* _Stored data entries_
⁂

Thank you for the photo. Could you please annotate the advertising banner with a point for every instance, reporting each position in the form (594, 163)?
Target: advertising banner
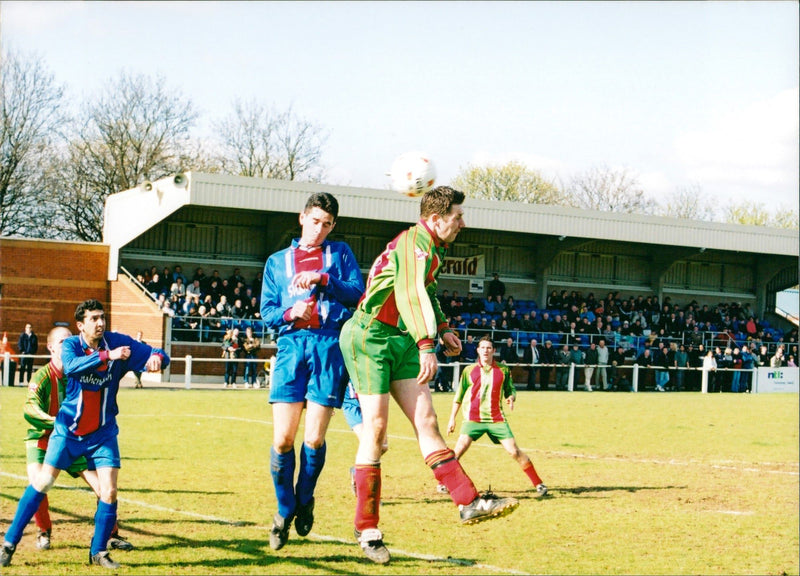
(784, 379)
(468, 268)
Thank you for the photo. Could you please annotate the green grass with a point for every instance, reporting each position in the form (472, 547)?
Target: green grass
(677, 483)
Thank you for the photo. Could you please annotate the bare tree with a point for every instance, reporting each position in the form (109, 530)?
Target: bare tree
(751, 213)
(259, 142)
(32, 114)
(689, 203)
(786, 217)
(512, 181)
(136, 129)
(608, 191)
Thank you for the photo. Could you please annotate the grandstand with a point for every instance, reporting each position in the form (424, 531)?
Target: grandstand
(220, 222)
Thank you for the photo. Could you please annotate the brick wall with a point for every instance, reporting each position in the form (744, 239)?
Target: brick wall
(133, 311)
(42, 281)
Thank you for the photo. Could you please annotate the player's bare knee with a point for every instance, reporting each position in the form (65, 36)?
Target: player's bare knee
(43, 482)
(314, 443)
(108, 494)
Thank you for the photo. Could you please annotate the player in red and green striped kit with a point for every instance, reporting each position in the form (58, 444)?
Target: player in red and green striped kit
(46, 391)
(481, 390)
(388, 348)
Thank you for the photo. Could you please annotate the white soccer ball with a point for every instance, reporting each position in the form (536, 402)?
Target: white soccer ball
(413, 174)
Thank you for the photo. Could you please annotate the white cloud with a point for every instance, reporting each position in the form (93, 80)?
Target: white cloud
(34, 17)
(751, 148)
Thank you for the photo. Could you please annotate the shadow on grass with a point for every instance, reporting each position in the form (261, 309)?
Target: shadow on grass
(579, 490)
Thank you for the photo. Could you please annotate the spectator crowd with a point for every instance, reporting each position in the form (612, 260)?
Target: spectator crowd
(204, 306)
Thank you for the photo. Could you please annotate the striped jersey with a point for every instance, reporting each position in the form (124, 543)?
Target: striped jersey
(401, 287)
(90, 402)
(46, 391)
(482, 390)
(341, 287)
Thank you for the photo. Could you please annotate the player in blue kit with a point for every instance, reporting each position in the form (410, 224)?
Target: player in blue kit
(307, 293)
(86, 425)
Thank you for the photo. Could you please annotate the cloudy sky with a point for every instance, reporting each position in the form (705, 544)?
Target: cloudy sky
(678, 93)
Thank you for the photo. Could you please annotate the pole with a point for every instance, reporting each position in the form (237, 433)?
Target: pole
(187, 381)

⁂

* _Activity_
In the data above, find the line containing "Thank you for the photo. Could you please annotate the pole", then copy it and every later line exactly.

* _Answer section_
Thank you for the photo. Could you please annotate the pole with a point for every instance, reporting each position in the form (237, 433)?
Target: pole
(187, 381)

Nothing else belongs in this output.